* start SUPPLIED RECORDS *

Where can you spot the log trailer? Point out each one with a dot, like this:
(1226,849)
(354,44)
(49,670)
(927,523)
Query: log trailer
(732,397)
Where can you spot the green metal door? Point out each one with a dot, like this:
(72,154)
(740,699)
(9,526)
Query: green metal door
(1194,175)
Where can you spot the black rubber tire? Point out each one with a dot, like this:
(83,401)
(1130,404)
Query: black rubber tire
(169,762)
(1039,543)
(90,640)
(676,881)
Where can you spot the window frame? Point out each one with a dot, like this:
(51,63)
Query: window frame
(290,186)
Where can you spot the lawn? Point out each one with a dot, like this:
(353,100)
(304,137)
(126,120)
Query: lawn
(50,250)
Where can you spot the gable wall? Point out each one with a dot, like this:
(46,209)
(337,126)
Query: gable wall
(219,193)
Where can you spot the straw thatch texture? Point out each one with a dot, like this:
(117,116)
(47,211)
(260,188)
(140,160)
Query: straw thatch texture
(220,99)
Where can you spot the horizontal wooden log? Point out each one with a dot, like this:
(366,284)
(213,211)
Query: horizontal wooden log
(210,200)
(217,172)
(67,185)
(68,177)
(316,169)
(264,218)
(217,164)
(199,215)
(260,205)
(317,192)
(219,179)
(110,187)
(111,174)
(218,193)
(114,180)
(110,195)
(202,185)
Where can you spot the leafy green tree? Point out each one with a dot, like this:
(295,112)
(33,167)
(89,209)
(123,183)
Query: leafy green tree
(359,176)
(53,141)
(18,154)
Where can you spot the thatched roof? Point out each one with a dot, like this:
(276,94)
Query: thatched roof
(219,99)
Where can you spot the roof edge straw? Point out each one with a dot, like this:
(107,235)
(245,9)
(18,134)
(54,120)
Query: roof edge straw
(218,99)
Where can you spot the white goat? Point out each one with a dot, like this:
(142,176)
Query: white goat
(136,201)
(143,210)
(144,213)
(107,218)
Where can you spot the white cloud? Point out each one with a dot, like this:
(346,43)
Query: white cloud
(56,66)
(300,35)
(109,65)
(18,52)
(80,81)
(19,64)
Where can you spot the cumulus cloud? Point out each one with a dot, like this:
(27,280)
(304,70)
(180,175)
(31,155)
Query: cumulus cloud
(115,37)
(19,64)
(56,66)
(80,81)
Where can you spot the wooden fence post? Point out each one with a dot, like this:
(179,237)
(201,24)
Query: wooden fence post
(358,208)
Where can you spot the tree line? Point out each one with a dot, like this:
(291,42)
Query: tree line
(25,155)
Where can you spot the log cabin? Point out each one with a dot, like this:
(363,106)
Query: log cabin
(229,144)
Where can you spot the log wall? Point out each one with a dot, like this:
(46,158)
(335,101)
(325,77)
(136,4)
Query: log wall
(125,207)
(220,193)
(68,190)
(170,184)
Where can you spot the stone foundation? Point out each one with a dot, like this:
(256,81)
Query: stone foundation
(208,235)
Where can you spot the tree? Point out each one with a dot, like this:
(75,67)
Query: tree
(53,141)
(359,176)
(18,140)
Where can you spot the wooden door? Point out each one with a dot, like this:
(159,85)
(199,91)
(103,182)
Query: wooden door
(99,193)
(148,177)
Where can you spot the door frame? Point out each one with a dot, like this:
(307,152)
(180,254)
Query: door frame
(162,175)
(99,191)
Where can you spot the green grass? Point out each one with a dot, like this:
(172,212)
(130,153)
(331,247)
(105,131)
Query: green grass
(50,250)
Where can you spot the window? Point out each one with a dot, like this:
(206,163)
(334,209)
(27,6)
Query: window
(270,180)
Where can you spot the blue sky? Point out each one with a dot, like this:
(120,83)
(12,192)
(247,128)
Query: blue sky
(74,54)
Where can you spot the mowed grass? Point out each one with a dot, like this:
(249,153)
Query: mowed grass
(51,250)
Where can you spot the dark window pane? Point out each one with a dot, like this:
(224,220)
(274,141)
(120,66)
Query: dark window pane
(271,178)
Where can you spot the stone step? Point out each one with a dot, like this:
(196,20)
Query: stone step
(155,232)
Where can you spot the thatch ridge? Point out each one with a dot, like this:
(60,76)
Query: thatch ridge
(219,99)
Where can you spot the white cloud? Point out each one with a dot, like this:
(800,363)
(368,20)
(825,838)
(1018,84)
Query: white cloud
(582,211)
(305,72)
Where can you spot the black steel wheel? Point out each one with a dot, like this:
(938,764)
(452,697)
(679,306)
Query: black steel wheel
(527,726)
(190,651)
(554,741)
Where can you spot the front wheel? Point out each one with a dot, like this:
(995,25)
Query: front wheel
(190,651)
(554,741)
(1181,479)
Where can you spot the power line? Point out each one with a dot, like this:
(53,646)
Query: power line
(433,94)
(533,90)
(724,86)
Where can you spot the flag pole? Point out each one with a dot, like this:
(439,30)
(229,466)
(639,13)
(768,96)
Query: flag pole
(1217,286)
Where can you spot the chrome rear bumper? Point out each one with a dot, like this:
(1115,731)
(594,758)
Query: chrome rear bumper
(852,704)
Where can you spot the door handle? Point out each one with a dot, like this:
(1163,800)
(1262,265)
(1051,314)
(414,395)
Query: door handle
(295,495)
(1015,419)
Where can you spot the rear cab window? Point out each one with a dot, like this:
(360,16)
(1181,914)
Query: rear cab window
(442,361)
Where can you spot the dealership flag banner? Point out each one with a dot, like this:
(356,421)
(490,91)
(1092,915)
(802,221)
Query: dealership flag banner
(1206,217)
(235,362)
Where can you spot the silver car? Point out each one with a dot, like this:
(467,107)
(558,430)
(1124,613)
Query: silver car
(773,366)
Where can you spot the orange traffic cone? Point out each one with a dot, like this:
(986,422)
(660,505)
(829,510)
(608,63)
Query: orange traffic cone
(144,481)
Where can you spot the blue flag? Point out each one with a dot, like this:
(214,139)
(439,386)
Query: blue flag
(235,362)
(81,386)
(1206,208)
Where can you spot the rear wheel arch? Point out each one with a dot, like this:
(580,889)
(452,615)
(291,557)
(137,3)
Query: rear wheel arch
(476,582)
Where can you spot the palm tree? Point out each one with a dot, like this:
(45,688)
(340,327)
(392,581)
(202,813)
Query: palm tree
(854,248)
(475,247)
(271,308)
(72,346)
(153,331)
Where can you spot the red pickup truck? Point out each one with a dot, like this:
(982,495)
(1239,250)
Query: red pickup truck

* end SUPPLIED RECORDS *

**OBJECTIVE:**
Faithfully reproduce all of the records, character for character.

**CORRECT RESULT:**
Where can you spot the log trailer? Point out each one with a dot, like this:
(1226,849)
(354,44)
(49,670)
(927,523)
Query: log trailer
(732,397)
Where can you spot the green metal door? Point out each one with a dot, like this:
(72,154)
(740,699)
(9,526)
Query: green metal door
(1194,175)
Where can you spot the black rubber tire? Point out each one with a dot, like this:
(83,401)
(1130,404)
Query: black rubber tire
(169,762)
(1039,543)
(90,640)
(676,881)
Where can you spot the window frame? Point out each one with a dot, like this:
(51,63)
Query: window frame
(290,186)
Where can you spot the lawn? Point out each one with a dot, like this:
(353,100)
(304,137)
(126,120)
Query: lawn
(50,250)
Where can you spot the gable wall? Point out each one with a dot, like this:
(46,209)
(337,126)
Query: gable wall
(219,193)
Where can you spot the straw thatch texture? Point out each one with a dot, like this:
(117,116)
(47,211)
(260,188)
(140,160)
Query: straw thatch texture
(220,99)
Where can you spot the horizontal wooden log? Point out each one with a dot, like this:
(366,284)
(213,211)
Query: horizontal wooden log
(210,200)
(217,172)
(67,185)
(68,177)
(316,169)
(264,218)
(217,164)
(199,215)
(260,205)
(317,192)
(219,179)
(110,187)
(111,174)
(218,193)
(114,180)
(110,195)
(202,185)
Where can you spot the leafy green tree? Point out each one with a dot, like this:
(295,112)
(33,167)
(89,209)
(123,183)
Query: leafy green tree
(359,176)
(53,141)
(18,154)
Where can you spot the thatched roof? Point out each one with a dot, like this:
(276,94)
Query: thatched roof
(219,99)
Where can you spot the roof edge straw? Point out each one with a dot, like this:
(107,235)
(245,9)
(18,134)
(54,120)
Query: roof edge straw
(218,99)
Where can you spot the white goat? Point out each one with a dot, like this:
(142,176)
Query: white goat
(136,201)
(143,210)
(144,213)
(107,218)
Where can you spot the white cloud? Point out each one with a dot, like this:
(346,43)
Query: white cloud
(56,66)
(300,35)
(109,65)
(18,52)
(80,81)
(19,64)
Where can you spot the cumulus cloud? Point out each one with a dot, like this:
(27,280)
(304,70)
(180,175)
(31,155)
Query: cumulus cloud
(115,37)
(19,64)
(56,66)
(80,81)
Where can you spot the wooden fence post? Point out each one with a dot, like this:
(179,237)
(201,24)
Query: wooden fence post
(358,208)
Where can you spot the tree line? Point out each one with a dot, like this:
(291,42)
Query: tree line
(25,155)
Where can you spot the log cabin? Point out each one with a dot, like this:
(363,106)
Query: log cabin
(229,144)
Where can you spot the log wall? Point out each one with a dot, like this:
(46,158)
(335,101)
(325,77)
(136,4)
Query: log wall
(125,207)
(220,193)
(68,190)
(170,184)
Where can you spot the stone foundation? Point out each one with a dot, like this:
(256,81)
Query: stone foundation
(208,235)
Where can you spot the tree? Point out each one with a dot, like this:
(75,67)
Query: tree
(53,141)
(359,176)
(18,140)
Where can you spot the wooden door? Point out each one with a dot, like this:
(159,85)
(199,91)
(103,182)
Query: wooden door
(99,193)
(148,177)
Where can you spot the door frame? Point out each one with a dot, like this:
(307,152)
(180,254)
Query: door frame
(162,175)
(99,191)
Where can you spot the green grass? Point out each one with a dot, like this:
(172,212)
(130,153)
(331,247)
(105,131)
Query: green grass
(50,250)
Where can you spot the window? Point out each one with a dot, like this:
(206,163)
(334,209)
(27,6)
Query: window
(270,180)
Where can you spot the blue sky? Point out each one with a dot, like this:
(120,83)
(12,192)
(247,128)
Query: blue sky
(74,54)
Where can you spot the mowed grass? Point out each one with a dot, like this:
(249,153)
Query: mowed grass
(51,250)
Where can you spot the dark window pane? Point out each one with a dot, like this:
(224,220)
(274,141)
(120,66)
Query: dark window pane
(271,178)
Where can you spot the stone step? Point out each one with a dot, like this:
(196,20)
Query: stone step
(155,232)
Where can you spot the thatch ridge? Point out each one with a dot, like this:
(60,76)
Query: thatch ridge
(219,99)
Where can you spot the white cloud? Point out each one with a dot, like this:
(800,363)
(368,20)
(825,838)
(1018,84)
Query: white cloud
(582,211)
(305,72)
Where can you spot the black steel wheel? Point out each one with a dot, like this:
(938,764)
(452,697)
(679,306)
Query: black steel wheel
(527,726)
(190,651)
(554,741)
Where can you spot the front wheel? Point out each one with a dot, like this:
(995,25)
Query: front wheel
(190,651)
(554,741)
(1181,479)
Where can you spot the power line? Point out each one with a dot, like this:
(53,646)
Query: power line
(433,94)
(533,90)
(724,86)
Where can you spot the flag pole? Point out each one with a dot, like this:
(439,30)
(229,466)
(639,13)
(768,96)
Query: flag pole
(1217,286)
Where can you spot the chrome rear bumper? Point out each one with a dot, like this:
(1115,731)
(594,758)
Query: chrome rear bumper
(852,704)
Where can you spot the door handle? Point out each one with a dot, like this:
(1163,800)
(1262,265)
(1051,314)
(414,395)
Query: door handle
(295,495)
(1015,419)
Where can you spot the rear cab window? Point out each one with a dot, like this:
(360,16)
(1181,914)
Query: rear cab window
(442,361)
Where can you spot the dealership flag banner? Point out each one with a dot, like this:
(356,421)
(490,91)
(1092,915)
(802,221)
Query: dealership flag banner
(1206,217)
(235,362)
Where can you spot the silver car? Point out each one with a dot, like this:
(467,107)
(558,430)
(1124,613)
Query: silver car
(773,366)
Where can you spot the orange traffic cone? Point out each one with a dot, like this:
(986,422)
(660,505)
(829,510)
(608,63)
Query: orange traffic cone
(144,481)
Where can you spot the blue flag? Point out each one with a dot, like this:
(214,139)
(439,386)
Query: blue flag
(235,362)
(81,386)
(1206,208)
Where can you spot the rear wheel arch? Point out each one with a dot, like this:
(580,889)
(452,615)
(291,557)
(137,3)
Query: rear wheel arch
(476,582)
Where can you spot the palm tree? Point out each one with a dot, like this:
(45,688)
(340,327)
(392,581)
(202,813)
Query: palm tree
(854,248)
(475,247)
(271,308)
(72,346)
(153,331)
Where can you spot the red pickup truck? Point out each one with a dot, like this:
(982,495)
(1239,250)
Query: red pickup truck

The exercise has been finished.